[DOCUMENT EXTRACT]
The Failure of the Comment Debate
You may or may not know this, but I used to run a fairly successful blog. From 2002 until 2008, under a completely different pseudonym than any that I use now, I wrote a grand total of 1.5 million words, on a rather idiosyncratic set of subjects, reaching an audience that ranged from about 2,000 to 1,000 people a day.
During that time, I wrote a total of 2,995 posts, with a total of 9,079 comments across the lot, and I think I had a grand total of five negative comments.
The problem that I have with any current debate about the integrity or value of comments on a blog, is that in the entire fifteen years since the notion of blogging first emerged on the fledgling interwebs, the standard idea of what a comment is hasn’t changed one iota.
Comments are always displayed as afterthoughts, with no integral link back to the content above them. The ‘add your comment’ form acts like a monumental full stop to the piece the author essentially pasting their opinion up as if it was a proclamation on a stage, and then skulking into the stalls with the rest of the audience to participate in a ‘discussion’ (if they do that at all most simply walk away and choose not to engage with the Hoi polloi).
It strikes me as practically medieaval, this notion of the article as the definitive declaration of opinion especially in an age and a medium where everything is constantly in motion. Far better, I always thought, to regard the posting of an article as the opening of a conversation a conversation that incorporates the opinions and viewpoints of your readers in a way that allows yourself to be questioned, and gives you a direct way to answer those questions.

[TASK A] Rewrite everything in the piece on blog comments from "It strikes me" down to "answer those questions.", swapping "conversation" for "dialogue".
[TASK B] Using the piece on blog comments, decide whether each statement agrees with it: (i) The blog ran from 2002 until 2008. (ii) The author received a large number of negative comments. (iii) Comments are displayed with an integral link back to the content above them.

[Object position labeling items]
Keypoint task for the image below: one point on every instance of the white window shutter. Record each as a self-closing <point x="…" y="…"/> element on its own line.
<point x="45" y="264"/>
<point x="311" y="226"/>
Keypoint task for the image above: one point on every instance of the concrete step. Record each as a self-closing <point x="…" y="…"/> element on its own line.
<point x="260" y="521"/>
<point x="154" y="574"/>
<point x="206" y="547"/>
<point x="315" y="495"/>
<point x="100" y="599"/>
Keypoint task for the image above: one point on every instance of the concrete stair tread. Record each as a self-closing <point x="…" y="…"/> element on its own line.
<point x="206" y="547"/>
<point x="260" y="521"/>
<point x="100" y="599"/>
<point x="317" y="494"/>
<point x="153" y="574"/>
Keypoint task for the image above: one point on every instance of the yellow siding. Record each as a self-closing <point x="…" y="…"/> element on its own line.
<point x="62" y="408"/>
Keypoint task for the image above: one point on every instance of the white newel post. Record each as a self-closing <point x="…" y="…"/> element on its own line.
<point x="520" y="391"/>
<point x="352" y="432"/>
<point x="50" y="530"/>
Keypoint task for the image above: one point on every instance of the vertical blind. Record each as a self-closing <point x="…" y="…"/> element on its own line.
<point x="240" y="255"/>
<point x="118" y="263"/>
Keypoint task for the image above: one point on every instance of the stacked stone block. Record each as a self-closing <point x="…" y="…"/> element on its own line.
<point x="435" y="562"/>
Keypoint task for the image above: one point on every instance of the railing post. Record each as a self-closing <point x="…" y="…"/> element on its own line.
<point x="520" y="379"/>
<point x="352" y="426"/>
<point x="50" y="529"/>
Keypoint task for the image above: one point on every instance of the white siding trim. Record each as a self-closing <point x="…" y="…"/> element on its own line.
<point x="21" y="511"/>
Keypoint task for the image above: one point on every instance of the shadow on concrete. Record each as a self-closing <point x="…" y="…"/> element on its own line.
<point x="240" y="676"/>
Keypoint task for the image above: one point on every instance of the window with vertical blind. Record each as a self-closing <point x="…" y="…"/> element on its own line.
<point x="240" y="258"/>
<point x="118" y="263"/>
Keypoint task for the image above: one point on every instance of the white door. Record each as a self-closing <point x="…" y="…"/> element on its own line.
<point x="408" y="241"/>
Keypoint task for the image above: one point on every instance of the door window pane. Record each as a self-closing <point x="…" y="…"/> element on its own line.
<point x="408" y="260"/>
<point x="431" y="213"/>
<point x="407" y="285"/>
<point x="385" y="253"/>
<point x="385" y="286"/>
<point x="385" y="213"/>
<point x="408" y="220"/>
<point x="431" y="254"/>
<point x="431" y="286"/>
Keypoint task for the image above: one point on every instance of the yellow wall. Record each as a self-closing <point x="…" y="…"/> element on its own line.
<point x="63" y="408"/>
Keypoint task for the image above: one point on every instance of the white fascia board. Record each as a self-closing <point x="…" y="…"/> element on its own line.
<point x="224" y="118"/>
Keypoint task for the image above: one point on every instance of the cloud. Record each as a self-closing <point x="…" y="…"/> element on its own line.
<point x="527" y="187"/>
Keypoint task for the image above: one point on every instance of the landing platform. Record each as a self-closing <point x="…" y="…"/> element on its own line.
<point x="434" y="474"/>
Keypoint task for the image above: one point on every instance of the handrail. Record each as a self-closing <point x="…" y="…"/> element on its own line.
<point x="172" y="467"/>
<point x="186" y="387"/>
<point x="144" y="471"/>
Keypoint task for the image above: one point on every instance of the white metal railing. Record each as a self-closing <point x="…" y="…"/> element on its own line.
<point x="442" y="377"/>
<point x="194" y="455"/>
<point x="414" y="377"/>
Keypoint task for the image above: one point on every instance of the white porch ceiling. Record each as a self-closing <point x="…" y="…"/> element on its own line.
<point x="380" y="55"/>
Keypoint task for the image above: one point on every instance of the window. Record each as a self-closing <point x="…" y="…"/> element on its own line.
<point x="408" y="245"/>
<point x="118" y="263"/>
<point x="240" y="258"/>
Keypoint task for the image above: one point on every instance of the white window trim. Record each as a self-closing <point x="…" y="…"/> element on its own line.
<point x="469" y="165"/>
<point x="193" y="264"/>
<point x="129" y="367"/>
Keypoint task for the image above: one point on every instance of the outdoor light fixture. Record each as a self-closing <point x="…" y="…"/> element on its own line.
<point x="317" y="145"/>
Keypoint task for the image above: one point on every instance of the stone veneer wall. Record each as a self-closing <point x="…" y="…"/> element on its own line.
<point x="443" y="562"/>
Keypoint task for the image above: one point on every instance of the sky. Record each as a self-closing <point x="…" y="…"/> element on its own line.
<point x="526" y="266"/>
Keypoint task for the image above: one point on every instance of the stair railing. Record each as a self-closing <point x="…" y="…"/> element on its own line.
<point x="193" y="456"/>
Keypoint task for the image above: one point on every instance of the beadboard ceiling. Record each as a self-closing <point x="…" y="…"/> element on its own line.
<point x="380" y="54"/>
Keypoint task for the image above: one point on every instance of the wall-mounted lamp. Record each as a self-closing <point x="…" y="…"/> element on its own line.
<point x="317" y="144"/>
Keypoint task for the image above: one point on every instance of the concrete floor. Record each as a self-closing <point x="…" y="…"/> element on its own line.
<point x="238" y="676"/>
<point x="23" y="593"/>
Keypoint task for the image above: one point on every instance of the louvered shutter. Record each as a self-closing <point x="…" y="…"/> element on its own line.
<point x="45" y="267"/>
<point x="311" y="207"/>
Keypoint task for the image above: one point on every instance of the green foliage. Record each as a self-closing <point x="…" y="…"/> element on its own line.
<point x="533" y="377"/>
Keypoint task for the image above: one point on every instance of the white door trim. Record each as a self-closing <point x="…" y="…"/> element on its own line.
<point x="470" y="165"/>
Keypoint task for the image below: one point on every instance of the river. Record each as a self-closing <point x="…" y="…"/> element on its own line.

[EXERCISE OUTPUT A]
It strikes me as practically medieaval, this notion of the article as the definitive declaration of opinion especially in an age and a medium where everything is constantly in motion. Far better, I always thought, to regard the posting of an article as the opening of a dialogue a dialogue that incorporates the opinions and viewpoints of your readers in a way that allows yourself to be questioned, and gives you a direct way to answer those questions.

[EXERCISE OUTPUT B]
(i) Yes: "From 2002 until 2008"
(ii) No: "I think I had a grand total of five negative comments."
(iii) No: "Comments are always displayed as afterthoughts, with no integral link back to the content above them."